[PAGE EXCERPT]:
Why is eπ√163e^{\pi \sqrt{163}} almost an integer?

This is quite a challenge to express in “layman’s terms”, but the
reason is that
$$j\left(\frac{1+\sqrt{-163}}{2}\right)$$
is an integer where $j$ is the $j$-function. When you substitute
$(1+\sqrt{-163})/2$ into the $q$-expansion (see the wikipedia page)
of $j$, all terms save the first two are small, and the first two equal
$$-\exp(\pi\sqrt{163})+744.$$

The reason that this $j$-value is an integer is due to the quadratic
field $\mathbb{Q}(\sqrt{-163})$ having
class number one, or equivalently that all positive-definite
integer binary quadratic forms of discriminant $-163$ are equivalent.

Added
I’ll try to explain the connection with binary quadratic forms. Consider
a quadratic form
$$Q(x,y)=ax^2+bxy+cy^2$$
with $a$, $b$ and $c$ integers. I’ll only consider forms $Q$ which are
primitive, so that $a$, $b$ and $c$ have no common factor $> 1$,
and positive-definite, that is $a > 0$ and the discriminant
$D=b^2-4ac < 0$. There is a notion of equivalence of quadratic forms,
and two primitive positive-definite forms $Q$ and $Q'(x,y)=a'x^2+b'xy+c'y^2$
(necessarily also of discriminant $D$) are equivalent if and only if
$$j\left(\frac{b+\sqrt{-D}}{2a}\right) =j\left(\frac{b'+\sqrt{-D}}{2a'}\right).$$
For each possible discriminant there are only finitely many equivalence
classes. Thus we get a finite set of $j$-values for each discriminant, and
the big theorem is that they are the solutions of a monic algebraic equation
with integer coefficients. When there is only one class the equation has the
form $x-k=0$ where $x$ is an integer, and the $j$-value must be an integer.

[RECORD EXCERPTS]:
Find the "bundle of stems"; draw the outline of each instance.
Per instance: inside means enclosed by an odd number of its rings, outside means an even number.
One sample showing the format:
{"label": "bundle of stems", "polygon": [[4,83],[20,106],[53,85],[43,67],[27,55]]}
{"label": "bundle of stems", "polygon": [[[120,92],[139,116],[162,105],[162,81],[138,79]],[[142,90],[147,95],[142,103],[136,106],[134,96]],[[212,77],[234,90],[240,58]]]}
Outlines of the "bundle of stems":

...

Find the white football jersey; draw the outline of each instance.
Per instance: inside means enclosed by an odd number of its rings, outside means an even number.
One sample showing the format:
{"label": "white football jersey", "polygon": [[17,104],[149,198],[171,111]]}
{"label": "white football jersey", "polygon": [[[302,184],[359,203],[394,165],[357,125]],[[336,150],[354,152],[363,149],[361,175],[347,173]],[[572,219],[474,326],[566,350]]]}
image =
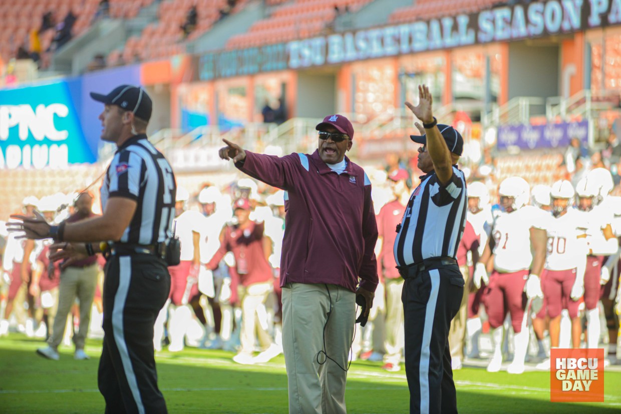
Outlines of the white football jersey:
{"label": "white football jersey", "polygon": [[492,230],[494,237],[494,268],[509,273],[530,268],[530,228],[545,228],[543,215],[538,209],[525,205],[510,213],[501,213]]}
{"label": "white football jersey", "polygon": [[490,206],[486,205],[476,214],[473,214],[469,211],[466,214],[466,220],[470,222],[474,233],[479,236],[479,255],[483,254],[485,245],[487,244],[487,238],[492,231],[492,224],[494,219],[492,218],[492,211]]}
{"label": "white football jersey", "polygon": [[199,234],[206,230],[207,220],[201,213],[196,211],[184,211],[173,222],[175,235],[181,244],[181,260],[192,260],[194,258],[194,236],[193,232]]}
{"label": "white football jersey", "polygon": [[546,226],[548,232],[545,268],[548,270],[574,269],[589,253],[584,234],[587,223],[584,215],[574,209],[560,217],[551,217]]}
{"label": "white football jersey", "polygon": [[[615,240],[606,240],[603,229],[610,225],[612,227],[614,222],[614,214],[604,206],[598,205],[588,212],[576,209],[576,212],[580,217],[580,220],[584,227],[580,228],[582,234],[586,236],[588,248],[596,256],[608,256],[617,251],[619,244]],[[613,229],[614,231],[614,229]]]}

[EXERCISE TASK]: Reproduce word for word the portion of the explanation about e^(π√163) being nearly an integer that begins at the words "This is quite" and stops after "the wikipedia page)".

[THE REPLY]:
This is quite a challenge to express in “layman’s terms”, but the
reason is that
$$j\left(\frac{1+\sqrt{-163}}{2}\right)$$
is an integer where $j$ is the $j$-function. When you substitute
$(1+\sqrt{-163})/2$ into the $q$-expansion (see the wikipedia page)